(TASK DETAILS): Set out all of the entries below as a numbered list, skipping any blank lines.

(Data items):
=======

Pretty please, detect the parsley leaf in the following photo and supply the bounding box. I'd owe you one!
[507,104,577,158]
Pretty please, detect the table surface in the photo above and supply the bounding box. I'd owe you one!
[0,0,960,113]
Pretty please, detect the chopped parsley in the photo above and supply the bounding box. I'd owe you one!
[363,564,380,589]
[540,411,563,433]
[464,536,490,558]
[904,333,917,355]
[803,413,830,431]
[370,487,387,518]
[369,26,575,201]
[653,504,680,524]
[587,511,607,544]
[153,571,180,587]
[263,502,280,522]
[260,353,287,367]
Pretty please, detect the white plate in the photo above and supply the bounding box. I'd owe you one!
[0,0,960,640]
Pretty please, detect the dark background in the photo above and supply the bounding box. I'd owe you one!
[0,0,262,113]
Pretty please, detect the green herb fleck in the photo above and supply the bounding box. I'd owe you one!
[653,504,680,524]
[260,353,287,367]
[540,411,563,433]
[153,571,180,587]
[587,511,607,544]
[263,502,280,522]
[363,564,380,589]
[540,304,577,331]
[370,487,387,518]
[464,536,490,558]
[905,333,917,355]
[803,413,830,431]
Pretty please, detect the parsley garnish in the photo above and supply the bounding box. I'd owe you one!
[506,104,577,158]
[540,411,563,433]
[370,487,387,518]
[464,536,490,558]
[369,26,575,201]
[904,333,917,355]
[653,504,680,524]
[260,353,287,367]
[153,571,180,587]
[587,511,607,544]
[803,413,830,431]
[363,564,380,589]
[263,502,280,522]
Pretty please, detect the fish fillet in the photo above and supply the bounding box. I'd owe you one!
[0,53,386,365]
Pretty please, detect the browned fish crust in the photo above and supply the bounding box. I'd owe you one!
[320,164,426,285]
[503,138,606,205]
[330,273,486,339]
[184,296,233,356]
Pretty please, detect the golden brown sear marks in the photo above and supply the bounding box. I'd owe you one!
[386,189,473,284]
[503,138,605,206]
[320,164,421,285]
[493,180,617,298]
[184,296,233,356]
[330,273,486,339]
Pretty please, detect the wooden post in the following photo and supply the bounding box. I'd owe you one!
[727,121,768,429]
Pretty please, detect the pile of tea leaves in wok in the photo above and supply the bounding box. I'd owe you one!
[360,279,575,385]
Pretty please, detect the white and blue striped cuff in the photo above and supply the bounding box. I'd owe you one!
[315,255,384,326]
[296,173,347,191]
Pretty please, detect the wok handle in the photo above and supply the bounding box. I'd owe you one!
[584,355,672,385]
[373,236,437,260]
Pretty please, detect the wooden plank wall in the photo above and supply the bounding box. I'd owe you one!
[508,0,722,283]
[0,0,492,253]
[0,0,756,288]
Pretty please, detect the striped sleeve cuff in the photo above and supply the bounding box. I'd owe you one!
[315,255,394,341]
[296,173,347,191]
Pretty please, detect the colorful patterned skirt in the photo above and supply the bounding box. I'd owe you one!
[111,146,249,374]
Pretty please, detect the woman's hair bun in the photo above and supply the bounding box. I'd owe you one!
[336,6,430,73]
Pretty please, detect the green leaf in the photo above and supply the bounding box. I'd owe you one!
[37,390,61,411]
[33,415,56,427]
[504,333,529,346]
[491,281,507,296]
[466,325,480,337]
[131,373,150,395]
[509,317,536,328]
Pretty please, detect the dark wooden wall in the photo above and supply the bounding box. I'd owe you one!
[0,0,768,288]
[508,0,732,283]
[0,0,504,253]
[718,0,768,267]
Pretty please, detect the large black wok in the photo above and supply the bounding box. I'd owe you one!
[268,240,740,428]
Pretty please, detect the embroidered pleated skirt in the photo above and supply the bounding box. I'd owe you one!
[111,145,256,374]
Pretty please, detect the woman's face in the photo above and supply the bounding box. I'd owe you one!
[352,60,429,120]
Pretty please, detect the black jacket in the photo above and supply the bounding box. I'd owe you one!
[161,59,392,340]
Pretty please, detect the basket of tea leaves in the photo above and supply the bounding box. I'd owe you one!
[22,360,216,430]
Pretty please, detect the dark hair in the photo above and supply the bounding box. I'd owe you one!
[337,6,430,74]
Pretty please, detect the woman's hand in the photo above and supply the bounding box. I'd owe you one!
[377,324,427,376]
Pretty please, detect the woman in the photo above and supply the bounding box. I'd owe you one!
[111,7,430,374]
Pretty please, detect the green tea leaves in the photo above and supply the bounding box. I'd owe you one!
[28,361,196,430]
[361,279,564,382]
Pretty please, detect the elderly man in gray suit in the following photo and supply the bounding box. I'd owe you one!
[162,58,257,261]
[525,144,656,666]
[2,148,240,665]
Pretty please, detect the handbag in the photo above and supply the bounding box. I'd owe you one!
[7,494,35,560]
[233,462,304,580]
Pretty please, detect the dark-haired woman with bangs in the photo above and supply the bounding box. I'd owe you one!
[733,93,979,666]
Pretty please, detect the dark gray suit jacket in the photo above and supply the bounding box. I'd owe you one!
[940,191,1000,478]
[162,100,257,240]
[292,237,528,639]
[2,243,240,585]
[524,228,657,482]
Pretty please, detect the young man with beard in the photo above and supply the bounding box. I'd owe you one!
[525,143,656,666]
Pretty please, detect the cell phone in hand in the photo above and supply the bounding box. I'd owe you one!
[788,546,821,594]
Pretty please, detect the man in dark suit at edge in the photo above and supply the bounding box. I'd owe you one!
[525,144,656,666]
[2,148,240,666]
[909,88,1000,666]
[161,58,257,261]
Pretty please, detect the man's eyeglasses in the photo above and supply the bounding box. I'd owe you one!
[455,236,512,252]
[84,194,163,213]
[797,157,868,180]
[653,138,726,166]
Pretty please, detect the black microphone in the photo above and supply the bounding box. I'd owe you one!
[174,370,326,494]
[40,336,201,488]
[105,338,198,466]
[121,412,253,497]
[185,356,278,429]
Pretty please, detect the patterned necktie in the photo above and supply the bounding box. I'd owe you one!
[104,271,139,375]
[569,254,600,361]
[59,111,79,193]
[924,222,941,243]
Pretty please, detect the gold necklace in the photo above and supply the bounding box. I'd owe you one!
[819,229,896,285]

=======

(PROBLEM SOLUTION):
1. Pretty please, detect the parsley leaf in the following photo and supply the bounding box. I'd owe you one!
2. [507,104,577,158]
3. Pretty please, detect the table surface in the photo above and supply the bounding box. I'd owe you one!
4. [0,0,960,113]
5. Pretty please, detect the chopped parsley in the photo above and supply the bounding box. I'd owe you one!
6. [363,564,380,589]
7. [540,411,563,433]
8. [464,536,490,558]
9. [904,333,917,355]
10. [803,413,830,431]
11. [370,487,387,518]
12. [369,26,575,201]
13. [653,504,680,524]
14. [587,511,607,544]
15. [153,571,180,587]
16. [263,502,280,522]
17. [260,353,287,367]
18. Pretty please, detect the white plate in the photo above and supply the bounding box. I'd owe you one!
19. [0,0,960,640]
20. Pretty please, detect the dark background in the photo above and supply the bounding box. I'd owe you one!
21. [0,0,262,113]
22. Pretty please, detect the green herb fleck in the photo above and supply the bounding box. I'd owe you one!
23. [653,504,680,524]
24. [260,353,287,367]
25. [540,411,563,433]
26. [153,571,180,587]
27. [587,511,607,544]
28. [263,502,280,522]
29. [363,564,380,589]
30. [540,304,577,331]
31. [370,487,387,518]
32. [464,536,490,558]
33. [905,333,917,355]
34. [803,413,830,431]
35. Pretty please, detect the parsley garnish in the photo above and supply the bounding box. I'd owe you one!
36. [506,104,577,158]
37. [540,411,563,433]
38. [370,487,387,518]
39. [464,536,490,558]
40. [369,26,575,201]
41. [904,333,917,355]
42. [653,504,680,524]
43. [260,353,287,367]
44. [153,571,180,587]
45. [587,511,607,544]
46. [803,413,830,431]
47. [363,564,380,589]
48. [263,502,280,522]
49. Pretty please, detect the fish fillet in the photo above and supply the bounding box. I'd owe you one!
50. [0,53,386,365]
51. Pretty please, detect the browned fish crust in the photo above and supply the bounding box. I'd owe you one!
52. [320,164,426,285]
53. [503,138,606,205]
54. [330,273,486,339]
55. [184,296,233,356]
56. Pretty please, detect the golden brown sear marks in the photo above and supply the bounding box. I'd owe you one!
57. [386,189,473,284]
58. [503,138,605,206]
59. [320,164,421,285]
60. [493,180,617,298]
61. [184,296,233,356]
62. [330,273,486,339]
63. Pretty please, detect the wooden post in the following photo and supply the bounding box. I'd owe you one!
64. [727,121,768,429]
65. Pretty please, detect the pile of tea leaves in wok in the photo above and supply the bounding box. I'd owe you one!
66. [360,279,575,385]
67. Pretty please, detect the white and blue striped cuff in the photo above and supply the bounding box. I'd owe you one!
68. [315,255,384,326]
69. [296,173,347,191]
70. Pretty please, detect the wok handle in the photo above and supply the bounding box. I'd owe you one!
71. [584,355,672,385]
72. [373,236,437,260]
73. Pretty please, detect the wooden plank wall in the photo above and supply the bounding box. I'd owe you one!
74. [508,0,722,283]
75. [0,0,492,253]
76. [0,0,756,288]
77. Pretty please, detect the striped sleeve cuff in the photo above and supply the bounding box. I'd owe you one!
78. [315,255,394,341]
79. [296,173,347,191]
80. Pretty please, detect the colorful patterned skirt in the photo above and supply the bounding box. I'd owe you one!
81. [111,146,249,374]
82. Pretty please, detect the woman's hair bun in the photo above and supply the bounding box. I'd owe you one!
83. [336,6,430,73]
84. Pretty please, detect the green leaf in the photo above and supply the bounding box. I'd owe you one!
85. [37,390,61,411]
86. [33,415,56,427]
87. [504,333,529,346]
88. [491,281,507,296]
89. [466,325,480,337]
90. [131,373,150,395]
91. [509,317,536,328]
92. Pretty please, detect the dark wooden wall in the photo above and supply the bounding box. I'd owe you one!
93. [0,0,768,288]
94. [508,0,732,283]
95. [0,0,504,253]
96. [718,0,768,267]
97. Pretty please, detect the large black wok in the photo above and supply the bounding box. I'd owe you one!
98. [268,240,740,428]
99. Pretty please, detect the embroidered pleated skirt in the photo above and supply the bounding box. I'd owe you one!
100. [111,145,256,374]
101. Pretty please, detect the woman's face in the photo above and supply the bounding box. I'd owe you one!
102. [352,60,429,120]
103. Pretty please, detect the black jacket in the photo above and supply the bounding box. I'd owe you one!
104. [161,59,392,340]
105. Pretty please, detect the basket of tea leaves in the photo above and supply the bounding box. I'd owe you one!
106. [22,360,216,430]
107. Pretty please, detect the dark hair in the photo above and supply the bounding box. I'd owe you one!
108. [337,6,430,74]
109. Pretty please, detect the woman's hand in the photo above and supply the bounding box. I'd owe you one!
110. [377,324,427,376]
111. Pretty please, detect the woman in the photo above and supply the bounding box. I'd owe you one!
112. [111,7,430,374]
113. Pretty please, detect the green tea leaves in the photo above and supply the bounding box. I'd owe you one!
114. [28,361,196,430]
115. [361,279,564,382]
116. Pretty please, detect the elderly man in gray suit in the following photo and supply the bounding box. I'd owe you one!
117. [162,58,257,261]
118. [525,144,656,666]
119. [2,148,240,665]
120. Pretty please, detect the handbag in the photo above and supply the bounding box. I'd owe you one!
121. [7,494,35,560]
122. [233,462,304,580]
123. Pretty please, detect the dark-haired woman with bangs in the photo above and supply the bounding box. I'd owe you one!
124. [733,93,979,666]
125. Pretty please, detect the dark gray suit jacket in the photo above and supply the bounding box. I'd owe you one!
126. [940,191,1000,478]
127. [162,100,257,240]
128. [292,237,528,639]
129. [2,243,240,585]
130. [524,228,657,482]
131. Pretty please, detect the young man with beard in the photo above and supply the bounding box. I'd owe you one!
132. [525,143,656,666]
133. Pretty please, detect the cell phone in hand in the photo above and supply the bounding box. I'd owe you one!
134. [788,546,821,594]
135. Pretty please, detect the man in dark suit at edge in the photo above and supply the bounding box. I'd owe you one!
136. [525,144,656,666]
137. [2,148,240,666]
138. [909,88,1000,666]
139. [161,58,257,261]
140. Pretty please, detect the man's eyeglasses in the photo above and supply the bounding box. I'd owe you one!
141. [455,236,512,252]
142. [84,194,163,213]
143. [797,157,868,180]
144. [653,138,726,166]
145. Pretty please, detect the black microphone in the photo above and supply the bounding box. I'd owe you one!
146. [174,370,326,494]
147. [40,336,201,488]
148. [105,338,198,466]
149. [121,412,253,497]
150. [185,356,278,429]
151. Pretty please, detect the patterned necktie in the photo above and supply the bounding box. I'd owe you one!
152. [104,271,139,375]
153. [569,254,600,361]
154. [59,111,79,193]
155. [924,222,941,243]
156. Pretty please, detect the gold necklace in the photo above and supply the bounding box. I'd owe you one!
157. [819,229,896,285]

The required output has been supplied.